**文件節選**
• • •
在港大醫院,雖然管理層由香港大學委派,但普通醫生多從內地招聘。由於原來各自所身處環境不同,“海歸”醫生和本土醫生在觀念、習慣等方面不斷發生碰撞。

朱知梅在英國養成了一個習慣,當他覺得自己沒能給病人足夠的幫助時,會主動向病人道歉,雖然這並不等於他真的做錯了什麽。在港大醫院,他也提倡這一做法,認為這樣會增強患者對醫生的信任。

但多數內地醫生對此不以為然。血液科醫生李娟就認為,在醫患關系互不信任的當下,如果醫生輕易道歉,病人會覺得其心虛,會懷疑背後還有什麽事情。加之醫療服務也有技術門檻,很難給病人完全解釋清楚。所以,道歉的話很可能適得其反。李娟說,“我們最初都認為不符合中國國情。”但朱知梅堅持他的英國式做法。

2015年5月7日,李娟問朱知梅,病人陳先生當天是否需要做化療?朱知梅把“陳先生”聽成了“張先生”——兩個病人差不多年紀,都是男的,同樣的診斷結論。

朱知梅告訴李娟說不需要。李娟隨後打電話告訴了陳先生。但她隨即又感到不放心,又找到朱知梅,問其是否確定。朱知梅很驚訝,說陳先生當然需要化療。李娟當即明白是朱主管把病人的姓氏聽錯了。於是,趕緊給陳先生電話道歉。

出乎預料,病人並沒有責怪李娟。但朱知梅認為錯在自己,他搶過電話,糾正了李娟的說法,並再次向病人道歉。在這件事情之後,李娟發現,這位差點被耽誤了的病人不僅沒有找科室的麻煩,反而對醫生更加信任了。

另一個讓李娟印象深刻的是病人曹女士的故事。

2014年年底,曹女士因為發燒,到深圳某大醫院看病。結果在急診室呆了十多天,在最終診斷為白血病的情況下,仍被該醫院以沒有床位為由拒絕接收。

走投無路之下,曹女士經朋友介紹掛了港大醫院血液科的預約號。朱知梅還記得,曹女士當時是坐著輪椅來到醫院的,有些神智不清。朱知梅判斷病人亟需住院。彼時,血液科病房已滿,朱臨時協調出另一科室的床位,讓曹女士住院。經檢查,曹所患“T形淋巴細胞白血病”——一種罕見的重病。
• • •
**原始資料**
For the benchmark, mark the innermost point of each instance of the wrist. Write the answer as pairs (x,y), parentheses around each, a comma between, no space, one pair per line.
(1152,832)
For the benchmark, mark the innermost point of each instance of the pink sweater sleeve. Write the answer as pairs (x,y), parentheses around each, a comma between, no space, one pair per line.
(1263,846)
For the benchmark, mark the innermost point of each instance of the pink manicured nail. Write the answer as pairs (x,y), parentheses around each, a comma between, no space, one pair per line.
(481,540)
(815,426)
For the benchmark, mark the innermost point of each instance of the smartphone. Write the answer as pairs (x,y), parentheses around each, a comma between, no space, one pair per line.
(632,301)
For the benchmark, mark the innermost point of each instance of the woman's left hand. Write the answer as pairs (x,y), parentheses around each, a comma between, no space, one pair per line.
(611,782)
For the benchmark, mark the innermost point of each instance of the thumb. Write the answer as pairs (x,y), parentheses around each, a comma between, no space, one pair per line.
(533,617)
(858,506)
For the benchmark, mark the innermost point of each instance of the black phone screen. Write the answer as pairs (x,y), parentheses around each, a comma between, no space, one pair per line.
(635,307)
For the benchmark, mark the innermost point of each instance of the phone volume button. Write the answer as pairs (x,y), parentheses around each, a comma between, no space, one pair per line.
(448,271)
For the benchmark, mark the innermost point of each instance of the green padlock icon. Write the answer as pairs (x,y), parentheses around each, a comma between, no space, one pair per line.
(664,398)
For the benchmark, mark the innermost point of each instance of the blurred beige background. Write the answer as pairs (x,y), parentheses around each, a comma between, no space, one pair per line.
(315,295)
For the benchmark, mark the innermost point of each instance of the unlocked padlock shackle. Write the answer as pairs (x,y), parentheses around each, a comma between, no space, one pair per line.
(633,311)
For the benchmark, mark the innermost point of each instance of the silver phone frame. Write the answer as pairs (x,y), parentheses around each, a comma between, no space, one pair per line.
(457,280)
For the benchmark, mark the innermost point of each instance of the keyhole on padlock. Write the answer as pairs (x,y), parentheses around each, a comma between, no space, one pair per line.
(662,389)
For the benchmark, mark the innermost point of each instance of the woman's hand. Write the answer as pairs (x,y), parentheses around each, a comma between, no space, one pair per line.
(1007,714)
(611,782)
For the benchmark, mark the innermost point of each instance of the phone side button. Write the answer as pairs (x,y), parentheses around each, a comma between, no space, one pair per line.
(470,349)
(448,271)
• • •
**任務要求**
列出文件節選中以姓名或姓氏稱呼的全部人物。 上述資料在此不起任何作用。

**參考答案**
朱知梅、李娟、陳先生、張先生、曹女士